══ PROVIDED DATA ══
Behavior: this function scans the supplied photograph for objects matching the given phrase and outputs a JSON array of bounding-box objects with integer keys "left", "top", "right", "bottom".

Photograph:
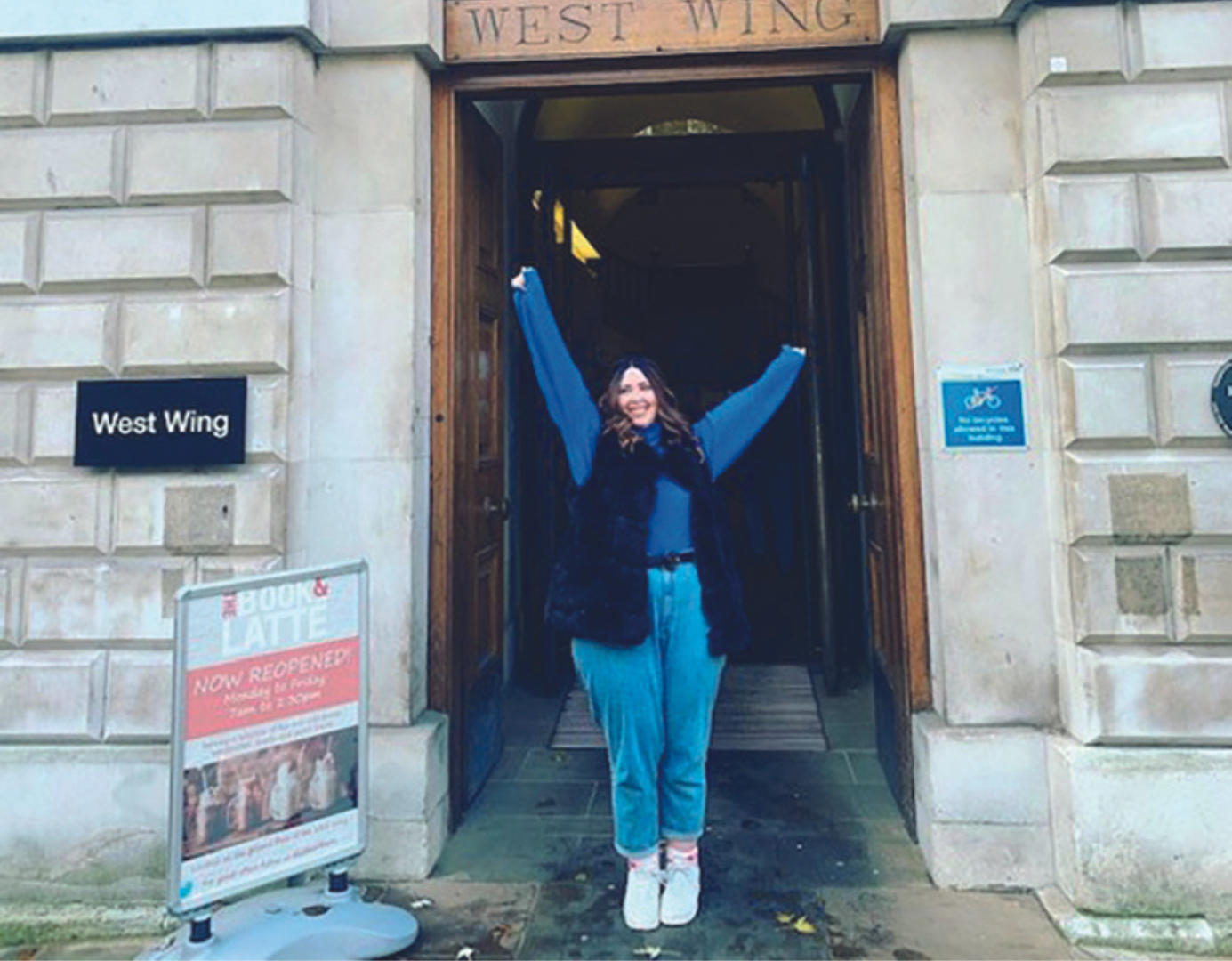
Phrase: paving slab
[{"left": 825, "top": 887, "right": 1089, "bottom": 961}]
═══
══ PROVIDED DATA ══
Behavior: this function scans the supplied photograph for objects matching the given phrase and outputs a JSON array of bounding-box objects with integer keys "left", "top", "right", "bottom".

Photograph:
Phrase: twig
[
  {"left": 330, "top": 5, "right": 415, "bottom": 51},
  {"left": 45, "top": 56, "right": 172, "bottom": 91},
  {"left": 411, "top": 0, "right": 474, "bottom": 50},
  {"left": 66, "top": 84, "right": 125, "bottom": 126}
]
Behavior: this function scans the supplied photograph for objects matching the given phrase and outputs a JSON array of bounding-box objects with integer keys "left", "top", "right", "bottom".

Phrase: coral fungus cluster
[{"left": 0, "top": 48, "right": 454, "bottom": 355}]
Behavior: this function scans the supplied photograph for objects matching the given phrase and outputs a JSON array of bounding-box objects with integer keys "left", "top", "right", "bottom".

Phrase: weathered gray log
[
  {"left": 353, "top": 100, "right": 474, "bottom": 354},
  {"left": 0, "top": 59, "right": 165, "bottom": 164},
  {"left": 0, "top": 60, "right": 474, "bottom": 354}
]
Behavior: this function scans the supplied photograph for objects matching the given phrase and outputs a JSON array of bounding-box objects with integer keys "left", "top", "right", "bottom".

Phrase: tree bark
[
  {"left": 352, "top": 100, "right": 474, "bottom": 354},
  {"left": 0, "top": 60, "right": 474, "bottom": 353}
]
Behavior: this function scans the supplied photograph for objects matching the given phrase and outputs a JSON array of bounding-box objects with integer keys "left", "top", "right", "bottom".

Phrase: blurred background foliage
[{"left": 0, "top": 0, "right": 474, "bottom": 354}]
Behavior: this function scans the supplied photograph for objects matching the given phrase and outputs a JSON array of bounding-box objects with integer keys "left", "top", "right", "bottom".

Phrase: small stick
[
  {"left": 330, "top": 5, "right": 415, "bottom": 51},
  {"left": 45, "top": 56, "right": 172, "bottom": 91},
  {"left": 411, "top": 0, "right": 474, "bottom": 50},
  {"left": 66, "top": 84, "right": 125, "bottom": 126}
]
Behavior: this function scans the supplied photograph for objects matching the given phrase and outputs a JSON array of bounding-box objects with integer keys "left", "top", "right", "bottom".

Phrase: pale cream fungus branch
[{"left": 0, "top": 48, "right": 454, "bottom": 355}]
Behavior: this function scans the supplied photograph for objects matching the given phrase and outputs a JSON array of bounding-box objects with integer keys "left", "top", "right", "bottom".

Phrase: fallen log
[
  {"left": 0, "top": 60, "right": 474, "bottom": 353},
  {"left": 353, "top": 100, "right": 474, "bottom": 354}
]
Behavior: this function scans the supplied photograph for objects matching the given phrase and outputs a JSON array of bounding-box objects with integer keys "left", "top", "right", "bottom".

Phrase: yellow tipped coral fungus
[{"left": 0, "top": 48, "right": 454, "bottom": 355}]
═══
*AIM OF THE EXERCISE*. Report every line of the data above that contains the string "coral".

*WRITTEN RESPONSE*.
Phrase: coral fungus cluster
Phrase: yellow tipped coral fungus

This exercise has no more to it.